_TRAVAIL À FAIRE_
Poursuivez le texte ci-dessous consacré à David Wojnarowicz, en reprenant juste après sa dernière phrase.

_TEXTE À LIRE_
===============
Artiste pluridisciplinaire et inclassable du New-York underground des années 1980, David Wojnarowicz a eu droit à une magnifique rétrospective au Whitney Museum (New-York) cet été. David Wojnarowicz était, entre autres, peintre, poète, cinéaste, photographe et musicien et a été un des plus fervents activistes contre l’inaction de l’Etat américain face à l’épidémie de sida. Il est mort en 1992 de complications liées au virus. Il avait 37 ans, l’âge qu’avait son idole Arthur Rimbaud lorsqu’il mourut presque exactement un siècle plus tôt. Retour sur l’œuvre et les engagements de cet artiste virulent méconnu en France.
L’enfance difficile de David Wojnarowicz est tristement commune. Père alcoolique et violent. Abandonné, il vit dans la rue, se drogue et se prostitue dès sa jeune adolescence. Il est sauvage, et le restera tout au long de sa vie, mu par une rage créatrice et militante. Wojnarowicz était poète avant d’être plasticien. Il s’identifie rapidement à des figures d’écrivains marginalisés et autodestructeurs, tels qu’Arthur Rimbaud ou Jean Genet. Une de ses premières œuvres est une série photographique intitulée Arthur Rimbaud in New-York (1978-79). Pour la réaliser, il a fait poser des amis portant un masque du poète dans divers lieux de New-York qu’il fréquentait alors – des restaurants, le métro, la rue… Transposition outre-Atlantique de l’esprit du célèbre poète. « Je est un autre », toujours d’actualité un siècle plus tard. L’image de Rimbaud semble à la fois se fondre et se détacher de l’environnement dans lequel l’insère Wojnarowicz. Les points communs de ces deux poètes sont nombreux, de leur enfance violente et difficile, à leur sentiment d’être inadapté dans le monde dans lequel ils évoluent, en passant par la rébellion contre l’ordre établi qui nie leur liberté, en tant qu’artistes et en tant qu’homosexuels.
===============
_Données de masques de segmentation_
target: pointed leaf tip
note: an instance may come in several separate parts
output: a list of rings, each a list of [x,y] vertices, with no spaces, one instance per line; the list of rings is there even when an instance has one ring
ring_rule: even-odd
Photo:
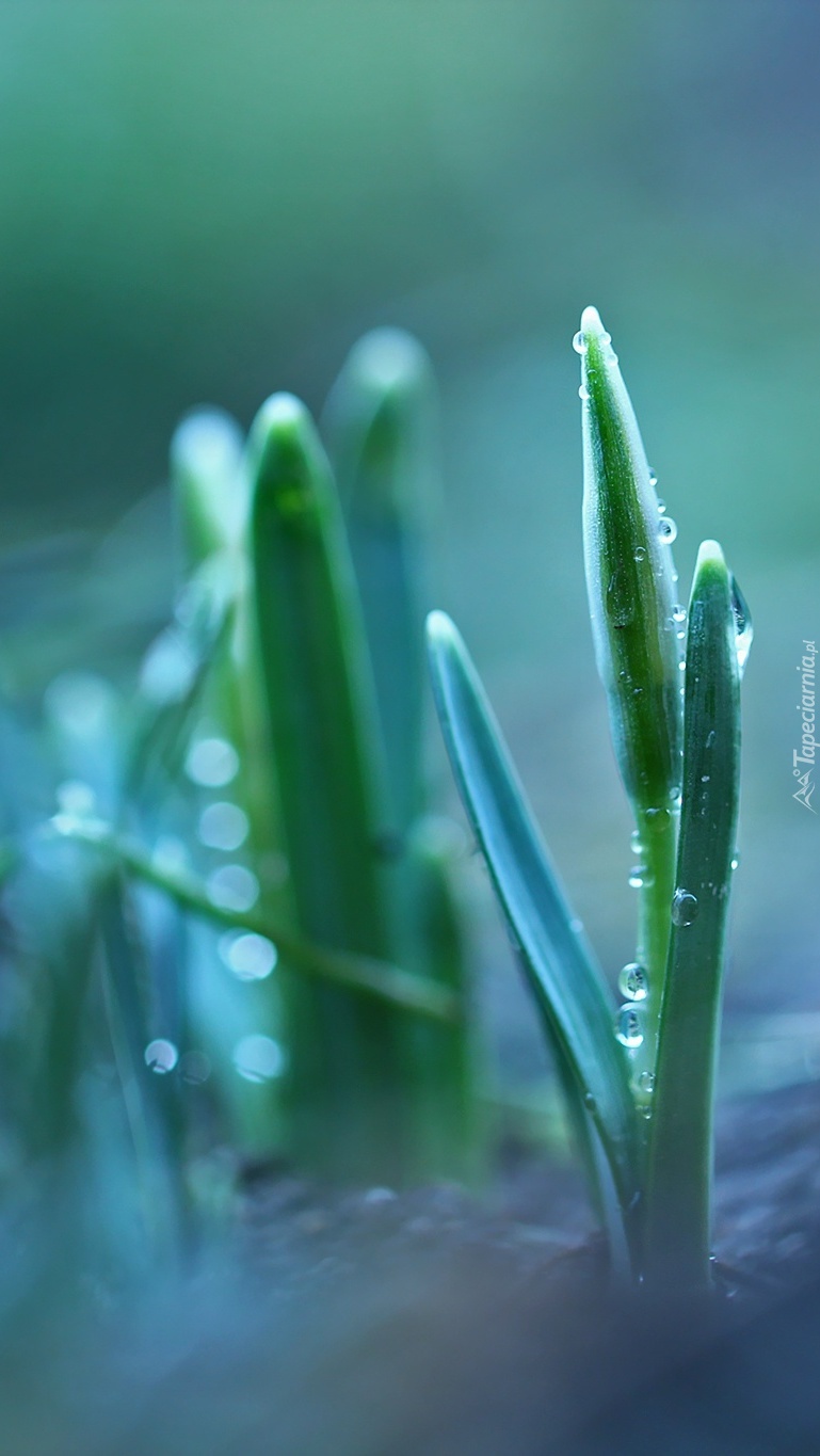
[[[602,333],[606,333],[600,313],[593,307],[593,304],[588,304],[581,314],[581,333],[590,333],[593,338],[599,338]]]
===============
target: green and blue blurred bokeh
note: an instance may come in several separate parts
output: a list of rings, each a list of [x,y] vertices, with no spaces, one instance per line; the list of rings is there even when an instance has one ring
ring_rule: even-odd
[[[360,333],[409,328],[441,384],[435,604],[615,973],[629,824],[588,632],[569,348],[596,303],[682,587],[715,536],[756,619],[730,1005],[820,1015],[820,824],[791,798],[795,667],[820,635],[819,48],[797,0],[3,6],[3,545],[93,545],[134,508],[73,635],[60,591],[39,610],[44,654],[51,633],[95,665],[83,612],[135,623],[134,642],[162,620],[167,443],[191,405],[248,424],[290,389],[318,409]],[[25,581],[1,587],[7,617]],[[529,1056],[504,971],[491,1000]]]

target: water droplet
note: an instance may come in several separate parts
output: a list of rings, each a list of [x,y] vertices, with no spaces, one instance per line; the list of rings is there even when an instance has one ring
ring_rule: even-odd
===============
_RÉPONSE RÉDIGÉE_
David Wojnarowicz rencontre ensuite Peter Hujar, bref amant, mais surtout mentor. C’est à ce moment, dans les années 1980, que l’art de Wojnarowicz prend une tournure militante. A cette époque, l’épidémie de sida fait rage dans les milieux underground dans lesquels il gravite, autour notamment de Nan Goldin, Basquiat ou Keith Haring. Wojnarowicz assiste aux derniers instants de Peter Hujar, qui meurt de complications dues au virus en 1987. Il immortalise cette disparition par une série de trois photographies : des gros plans du visage, des mains et des pieds de Peter Hujar sur son lit d’hôpital. La décomposition du corps en trois de ses éléments principaux est une belle métaphore de sa désintégration. Wojnarowicz réalisera dans les années suivantes de nombreuses œuvres en hommage à Peter Hujar, dont Untitled (Hujar Dead) (1988-89), toile sur laquelle il multiplie la photographie des pieds de son mentor sur son lit de mort. Il recouvre la toile d’un texte acerbe dénonçant l’immobilisme et le silence du gouvernement de Reagan face à l’épidémie de sida. Il y cite notamment le gouverneur du Texas – « Si vous voulez arrêter le SIDA, tuez les queers » (« If you want to stop AIDS shoot the queers ») – et affirme qu’il « [se] réveille chaque matin dans cette machine à tuer qu’on appelle l’Amérique » (« I wake up every morning in this killing machine called America »). Sa rage, Wojnarowicz l’exprime le plus puissamment dans ses écrits.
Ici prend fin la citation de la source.